CONSIGNES:
a) Dites si chaque affirmation s'accorde avec l'extrait sur le saturnisme au Nigeria : (i) le Nigeria est le premier producteur de pétrole africain ; (ii) le Nord du Nigeria affiche des taux de pauvreté inférieurs à 40 % ; (iii) chez un enfant, une concentration de 10 microgrammes par décilitre de sang est jugée normale. Répondez par oui ou par non, en citant les mots décisifs du texte.
b) Reprenez l'extrait sur le saturnisme au Nigeria à la suite de sa dernière phrase.

EXTRAIT:
════════════════════
Les différentes communications contenues dans cet ouvrage sont d’intérêt variable. Telle ou telle se complaît dans le jargon académique des sociologues. L’une d’entre elles cependant, rédigée par John D. Pringle et Donald C. Cole, se révèle particulièrement intéressante. Quelles sont les causes de l’épidémie de saturnisme (intoxication par le plomb), qui a des effets dévastateurs dans le Nord du Nigeria (40% des enfants décédés dans le même village)? Cela alors même que le pays, premier producteur de pétrole africain, et occupant le 11e rang sur le plan mondial, est l’un des plus riches de l’Afrique subsaharienne. Ces chiffres occultent cependant le fait que le Nord du pays affiche des taux de pauvreté entre 60% et 80%. En raison de la baisse du prix des exportations agricoles, les villageois du Nord, pour survivre, sont prêts à extraire et à transformer l’or de façon artisanale. Or le minerai contenant cet or a une très haute teneur en plomb. Des analyses observent donc chez les villageois des concentrations très élevées de 109 à 370 microgrammes par décilitre de sang, alors que chez un enfant une concentration de 10 microgrammes est déjà considérée comme anormalement élevée, et celle de 100 mortelle.
════════════════════
Entrées de données stockées:
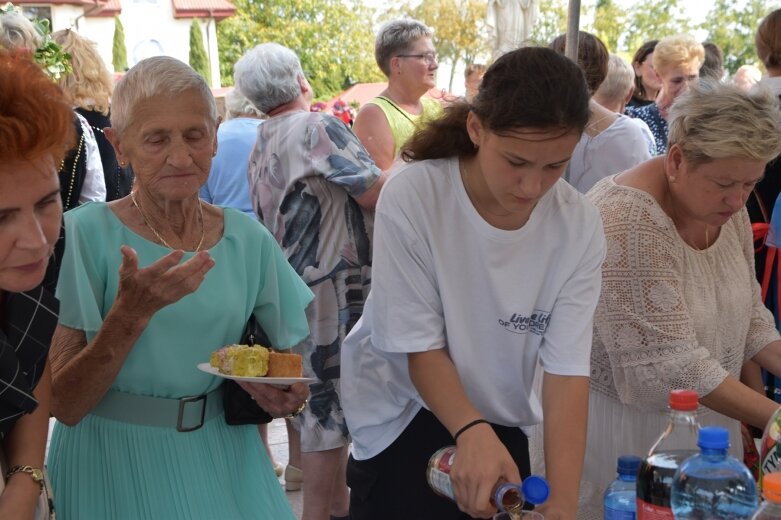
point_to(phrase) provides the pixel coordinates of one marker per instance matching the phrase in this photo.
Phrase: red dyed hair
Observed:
(35, 118)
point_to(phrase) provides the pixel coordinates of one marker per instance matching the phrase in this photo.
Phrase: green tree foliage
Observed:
(551, 22)
(119, 49)
(459, 28)
(732, 26)
(333, 39)
(654, 20)
(609, 22)
(199, 60)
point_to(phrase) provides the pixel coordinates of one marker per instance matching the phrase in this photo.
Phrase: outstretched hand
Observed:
(278, 402)
(482, 463)
(145, 291)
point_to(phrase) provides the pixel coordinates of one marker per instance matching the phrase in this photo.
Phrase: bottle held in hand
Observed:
(506, 497)
(677, 442)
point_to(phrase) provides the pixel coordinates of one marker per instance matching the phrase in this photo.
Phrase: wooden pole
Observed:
(573, 26)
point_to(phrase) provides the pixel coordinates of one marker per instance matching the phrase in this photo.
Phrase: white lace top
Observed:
(671, 316)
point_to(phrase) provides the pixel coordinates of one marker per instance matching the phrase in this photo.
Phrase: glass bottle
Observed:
(677, 442)
(506, 497)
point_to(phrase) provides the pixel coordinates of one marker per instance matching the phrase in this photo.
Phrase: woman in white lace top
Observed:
(680, 304)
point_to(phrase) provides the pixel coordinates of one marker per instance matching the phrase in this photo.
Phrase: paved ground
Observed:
(277, 440)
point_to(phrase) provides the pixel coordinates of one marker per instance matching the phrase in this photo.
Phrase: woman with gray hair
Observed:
(406, 55)
(680, 306)
(141, 431)
(315, 187)
(227, 183)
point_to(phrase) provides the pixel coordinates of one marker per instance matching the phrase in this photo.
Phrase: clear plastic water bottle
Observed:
(620, 496)
(771, 491)
(712, 484)
(677, 442)
(506, 497)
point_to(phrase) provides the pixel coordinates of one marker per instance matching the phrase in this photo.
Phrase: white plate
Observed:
(206, 367)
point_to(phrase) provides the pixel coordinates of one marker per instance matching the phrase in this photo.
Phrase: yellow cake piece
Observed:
(241, 360)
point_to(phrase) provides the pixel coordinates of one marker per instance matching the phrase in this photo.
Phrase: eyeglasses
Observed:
(430, 57)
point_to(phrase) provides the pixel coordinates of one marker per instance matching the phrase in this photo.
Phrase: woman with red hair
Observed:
(36, 131)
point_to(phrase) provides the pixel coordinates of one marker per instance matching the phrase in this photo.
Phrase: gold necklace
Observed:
(160, 238)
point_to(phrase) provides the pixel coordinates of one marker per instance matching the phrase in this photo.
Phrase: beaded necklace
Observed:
(160, 238)
(79, 148)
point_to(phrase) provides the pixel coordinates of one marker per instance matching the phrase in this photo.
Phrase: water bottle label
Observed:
(617, 514)
(440, 482)
(646, 511)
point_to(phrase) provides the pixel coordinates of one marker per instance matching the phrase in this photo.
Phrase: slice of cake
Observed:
(241, 360)
(284, 365)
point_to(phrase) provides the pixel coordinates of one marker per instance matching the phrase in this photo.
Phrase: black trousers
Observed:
(393, 486)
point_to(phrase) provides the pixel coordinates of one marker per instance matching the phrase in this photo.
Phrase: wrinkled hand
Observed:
(482, 462)
(278, 402)
(146, 291)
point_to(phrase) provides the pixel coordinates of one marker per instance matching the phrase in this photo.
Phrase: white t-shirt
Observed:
(94, 186)
(498, 300)
(619, 147)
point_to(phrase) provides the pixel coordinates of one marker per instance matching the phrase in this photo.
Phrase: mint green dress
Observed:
(104, 469)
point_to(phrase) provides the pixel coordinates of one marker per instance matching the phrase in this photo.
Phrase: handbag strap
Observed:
(397, 107)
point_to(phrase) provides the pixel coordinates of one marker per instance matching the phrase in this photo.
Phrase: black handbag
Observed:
(240, 408)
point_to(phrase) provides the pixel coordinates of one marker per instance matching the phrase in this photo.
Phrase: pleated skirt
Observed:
(103, 469)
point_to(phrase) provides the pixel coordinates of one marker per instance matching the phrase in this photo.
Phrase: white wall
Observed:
(150, 30)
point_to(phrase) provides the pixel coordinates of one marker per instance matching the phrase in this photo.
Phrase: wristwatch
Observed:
(35, 473)
(297, 412)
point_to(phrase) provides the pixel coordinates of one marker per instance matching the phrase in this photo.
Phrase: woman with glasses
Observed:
(406, 55)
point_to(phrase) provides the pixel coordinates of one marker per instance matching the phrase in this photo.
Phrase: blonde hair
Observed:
(717, 121)
(17, 32)
(620, 78)
(158, 76)
(677, 50)
(90, 84)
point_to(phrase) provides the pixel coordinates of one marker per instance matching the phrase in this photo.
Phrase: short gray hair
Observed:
(268, 76)
(17, 32)
(395, 37)
(157, 76)
(716, 121)
(237, 105)
(620, 78)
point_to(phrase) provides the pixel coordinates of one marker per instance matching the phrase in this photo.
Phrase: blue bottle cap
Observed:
(535, 489)
(713, 438)
(628, 464)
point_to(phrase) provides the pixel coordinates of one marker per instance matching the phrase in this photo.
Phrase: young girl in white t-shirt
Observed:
(485, 263)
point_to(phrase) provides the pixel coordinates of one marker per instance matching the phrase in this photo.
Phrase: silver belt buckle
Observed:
(183, 402)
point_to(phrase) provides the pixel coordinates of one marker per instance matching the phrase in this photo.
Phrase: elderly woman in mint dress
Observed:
(314, 186)
(150, 285)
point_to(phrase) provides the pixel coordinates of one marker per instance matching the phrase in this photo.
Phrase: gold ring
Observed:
(298, 411)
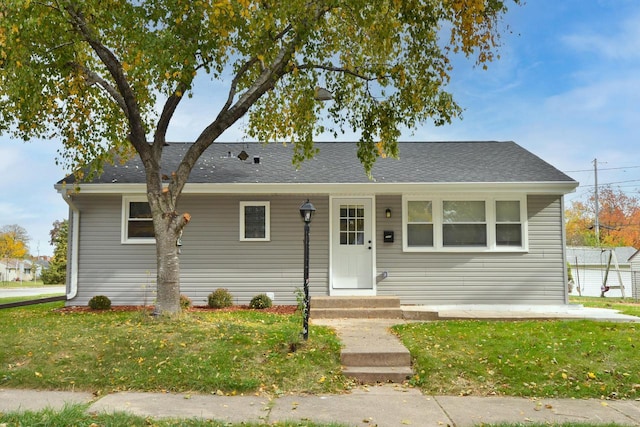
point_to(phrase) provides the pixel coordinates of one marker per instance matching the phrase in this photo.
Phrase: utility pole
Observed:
(597, 224)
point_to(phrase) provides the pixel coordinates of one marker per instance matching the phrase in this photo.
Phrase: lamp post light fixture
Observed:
(306, 212)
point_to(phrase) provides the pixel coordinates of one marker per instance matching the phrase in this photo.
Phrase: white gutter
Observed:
(558, 187)
(74, 229)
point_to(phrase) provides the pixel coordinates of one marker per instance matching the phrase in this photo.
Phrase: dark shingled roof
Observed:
(428, 162)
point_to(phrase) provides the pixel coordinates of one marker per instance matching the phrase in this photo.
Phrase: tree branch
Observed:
(94, 78)
(337, 70)
(131, 110)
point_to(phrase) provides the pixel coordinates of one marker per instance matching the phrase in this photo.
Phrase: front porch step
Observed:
(356, 308)
(398, 357)
(355, 313)
(355, 302)
(378, 374)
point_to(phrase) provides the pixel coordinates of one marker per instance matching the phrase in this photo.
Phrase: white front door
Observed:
(352, 247)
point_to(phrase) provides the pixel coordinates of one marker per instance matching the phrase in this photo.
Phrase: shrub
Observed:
(220, 298)
(185, 301)
(260, 301)
(100, 302)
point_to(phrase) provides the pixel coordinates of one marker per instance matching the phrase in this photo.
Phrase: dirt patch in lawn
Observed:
(276, 309)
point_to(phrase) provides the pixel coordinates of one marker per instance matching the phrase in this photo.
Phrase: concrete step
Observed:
(378, 374)
(355, 302)
(355, 313)
(385, 307)
(377, 359)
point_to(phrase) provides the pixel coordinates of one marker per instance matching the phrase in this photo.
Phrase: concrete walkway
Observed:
(513, 312)
(382, 405)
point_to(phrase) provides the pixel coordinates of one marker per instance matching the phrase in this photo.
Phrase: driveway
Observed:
(31, 292)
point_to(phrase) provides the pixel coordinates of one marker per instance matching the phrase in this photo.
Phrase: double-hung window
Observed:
(420, 223)
(137, 222)
(464, 223)
(474, 224)
(255, 221)
(508, 223)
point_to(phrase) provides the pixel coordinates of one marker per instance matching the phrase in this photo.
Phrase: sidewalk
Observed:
(388, 405)
(381, 405)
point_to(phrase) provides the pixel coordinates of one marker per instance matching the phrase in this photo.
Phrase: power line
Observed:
(611, 183)
(603, 169)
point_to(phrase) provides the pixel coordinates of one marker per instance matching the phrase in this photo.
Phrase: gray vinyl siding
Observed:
(212, 254)
(214, 257)
(535, 277)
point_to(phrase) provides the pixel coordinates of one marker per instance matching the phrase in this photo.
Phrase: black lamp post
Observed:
(306, 211)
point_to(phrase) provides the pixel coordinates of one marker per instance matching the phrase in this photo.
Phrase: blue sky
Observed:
(567, 88)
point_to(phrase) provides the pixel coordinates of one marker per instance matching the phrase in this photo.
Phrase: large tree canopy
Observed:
(106, 77)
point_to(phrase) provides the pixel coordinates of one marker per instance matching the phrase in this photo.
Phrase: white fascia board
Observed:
(558, 188)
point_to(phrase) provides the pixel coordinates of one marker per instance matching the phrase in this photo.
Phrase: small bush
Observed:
(185, 301)
(260, 302)
(100, 302)
(220, 298)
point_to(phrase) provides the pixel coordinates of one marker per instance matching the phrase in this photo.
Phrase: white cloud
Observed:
(622, 43)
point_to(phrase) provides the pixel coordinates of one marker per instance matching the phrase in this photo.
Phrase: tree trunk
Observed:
(168, 268)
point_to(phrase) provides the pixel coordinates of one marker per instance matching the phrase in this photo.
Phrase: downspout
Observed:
(565, 274)
(74, 240)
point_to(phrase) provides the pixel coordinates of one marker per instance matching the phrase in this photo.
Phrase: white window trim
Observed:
(267, 221)
(124, 228)
(490, 216)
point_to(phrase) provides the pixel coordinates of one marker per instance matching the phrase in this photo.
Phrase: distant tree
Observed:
(107, 77)
(14, 241)
(57, 270)
(619, 220)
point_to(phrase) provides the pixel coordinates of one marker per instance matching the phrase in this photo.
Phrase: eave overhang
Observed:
(556, 188)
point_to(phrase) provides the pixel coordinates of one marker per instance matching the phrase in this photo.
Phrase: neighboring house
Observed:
(447, 223)
(589, 269)
(634, 261)
(16, 270)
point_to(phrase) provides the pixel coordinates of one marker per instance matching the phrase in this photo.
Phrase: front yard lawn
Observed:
(525, 358)
(208, 352)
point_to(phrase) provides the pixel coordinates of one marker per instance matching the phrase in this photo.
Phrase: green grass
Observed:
(624, 305)
(231, 352)
(26, 284)
(528, 358)
(77, 415)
════════════════════
CORRIGÉ:
a)
(i) Oui : « premier producteur de pétrole africain ».
(ii) Non : « le Nord du pays affiche des taux de pauvreté entre 60% et 80% ».
(iii) Non : « chez un enfant une concentration de 10 microgrammes est déjà considérée comme anormalement élevée ».

b)
Au-delà de ce cas particulier tragique, c’est toute l’économie mondialisée qui est mise en cause par les auteurs. Ceux-ci reprennent certains aspects des travaux de Joseph Stiglitz, lauréat du Prix Nobel d’économie (notamment Globalization and lts Discontents, 2003). Il a montré que les institutions financières telles que le FMI, la Banque mondiale et l’OMC « favorisent systématiquement les intérêts des pays les plus industrialisés aux dépens de ceux des pays en développement. » Par exemple, la hausse des taux d’intérêt de la Réserve fédérale américaine a fait passer la dette du Nigeria de 9 à 29 milliards de dollars. Quant à la récente crise financière mondiale, elle a réévalué le prix de l’or. Elle a donc poussé les villageois du Nord du Nigeria à accroître par son extraction les maigres revenus que leur fournissait l’agriculture de subsistance, celle d’exportation voyant, elle, ses prix baisser. En résumé, comme le disent les auteurs, « la mondialisation libérale ne fait pas bon ménage avec la politique mondiale de santé publique. » Le cas du Nigeria en fournit un exemple particulièrement révélateur.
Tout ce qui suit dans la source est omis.